Quoted passage:
———

ROBERT P. SMITH, C.J., dissents in part with opinion.
I would affirm the deputy's order in its entirety. In my opinion the deputy applied chapter 440 principles consistently with the evidence taken as a whole and in a way responsive to the legitimate needs of this particular claimant. There was considerable medical evidence that claimant's complaints of disabling pain were either exaggerated or, if wholly genuine, would respond to short term pain treatment that claimant had incentive to believe would be helpful. Thus the award of permanent partial disability benefits, based on a 70 percent loss of wage earning capacity, was designed both to verify claimant's disability and to declare to him that he could and would respond to brief therapy and return to some gainful occupation. The overriding purpose of chapter 440 being precisely that, I know of no reason why this Court, reviewing the presumptively correct action of a deputy commissioner who was on the scene and sensitive to the unique circumstances of the claim, should quibble over such a detail as the deputy's prospective assessment that a few sessions at the pain clinic would help both claimant's back and his will.
What were the alternatives?
To find claimant still temporarily and totally disabled, and to prescribe the same treatment as remedial? That perhaps would have been consistent with a doctor's testimony that claimant could be considered at maximum medical improvement only if he did not submit to recommended surgery, but such a finding would have offered claimant no inducement to respond to pain treatment and to strive for some working capacity without surgery. Indeed, the deputy obviously considered continued temporary benefits, which were claimed, a clear disincentive to recovery.

———

Entries provided:

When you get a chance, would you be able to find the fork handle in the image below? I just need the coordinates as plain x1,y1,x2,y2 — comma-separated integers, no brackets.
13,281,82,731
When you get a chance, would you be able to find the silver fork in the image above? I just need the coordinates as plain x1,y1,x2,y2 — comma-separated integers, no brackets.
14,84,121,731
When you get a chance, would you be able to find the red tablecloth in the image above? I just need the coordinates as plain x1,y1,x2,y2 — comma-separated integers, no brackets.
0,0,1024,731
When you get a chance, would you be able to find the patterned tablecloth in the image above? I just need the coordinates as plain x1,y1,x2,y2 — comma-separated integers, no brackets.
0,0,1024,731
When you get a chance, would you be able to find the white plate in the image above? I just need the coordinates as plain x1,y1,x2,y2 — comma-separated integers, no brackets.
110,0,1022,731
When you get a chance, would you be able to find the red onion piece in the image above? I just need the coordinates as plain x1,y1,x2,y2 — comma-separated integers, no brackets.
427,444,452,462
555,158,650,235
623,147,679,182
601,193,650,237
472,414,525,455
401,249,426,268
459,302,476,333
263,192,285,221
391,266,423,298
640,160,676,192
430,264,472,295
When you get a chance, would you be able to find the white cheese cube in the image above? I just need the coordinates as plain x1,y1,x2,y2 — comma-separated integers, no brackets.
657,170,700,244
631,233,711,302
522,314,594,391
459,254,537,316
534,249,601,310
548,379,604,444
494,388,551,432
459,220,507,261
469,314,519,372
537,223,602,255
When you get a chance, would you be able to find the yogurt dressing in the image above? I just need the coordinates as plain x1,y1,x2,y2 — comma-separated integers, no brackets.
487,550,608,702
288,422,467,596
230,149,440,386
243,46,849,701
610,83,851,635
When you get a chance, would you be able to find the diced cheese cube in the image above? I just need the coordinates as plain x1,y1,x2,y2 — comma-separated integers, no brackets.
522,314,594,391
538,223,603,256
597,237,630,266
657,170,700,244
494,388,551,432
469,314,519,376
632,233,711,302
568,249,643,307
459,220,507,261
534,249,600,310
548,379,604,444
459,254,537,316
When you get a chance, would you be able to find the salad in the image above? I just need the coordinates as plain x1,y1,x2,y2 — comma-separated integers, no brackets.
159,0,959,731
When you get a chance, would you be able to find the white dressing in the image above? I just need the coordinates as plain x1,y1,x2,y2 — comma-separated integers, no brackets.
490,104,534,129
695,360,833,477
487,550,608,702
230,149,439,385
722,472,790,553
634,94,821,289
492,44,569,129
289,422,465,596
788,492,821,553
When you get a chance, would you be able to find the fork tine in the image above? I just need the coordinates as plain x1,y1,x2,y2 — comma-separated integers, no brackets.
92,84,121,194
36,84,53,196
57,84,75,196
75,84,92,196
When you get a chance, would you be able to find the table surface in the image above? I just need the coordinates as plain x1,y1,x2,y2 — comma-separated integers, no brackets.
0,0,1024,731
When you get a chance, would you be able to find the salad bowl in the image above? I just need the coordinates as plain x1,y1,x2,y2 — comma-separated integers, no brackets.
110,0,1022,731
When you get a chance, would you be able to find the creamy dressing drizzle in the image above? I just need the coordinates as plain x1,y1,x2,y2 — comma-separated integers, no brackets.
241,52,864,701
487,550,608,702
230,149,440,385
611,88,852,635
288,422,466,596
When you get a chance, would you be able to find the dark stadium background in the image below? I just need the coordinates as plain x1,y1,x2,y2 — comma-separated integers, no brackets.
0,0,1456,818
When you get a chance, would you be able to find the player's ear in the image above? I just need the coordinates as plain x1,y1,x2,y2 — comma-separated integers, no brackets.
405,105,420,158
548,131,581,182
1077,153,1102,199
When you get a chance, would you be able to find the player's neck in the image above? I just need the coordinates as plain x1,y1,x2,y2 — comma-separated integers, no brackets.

———

Task brief:
Answer these questions about the partial dissent:
(a) What percentage loss of wage earning capacity was the award of permanent partial disability benefits based on?
(b) According to a doctor's testimony, under what condition could the claimant be considered at maximum medical improvement?
(c) How did the deputy regard continued temporary benefits?

Answer section:
(a) A 70 percent loss of wage earning capacity.
(b) Only if he did not submit to recommended surgery.
(c) As a clear disincentive to recovery.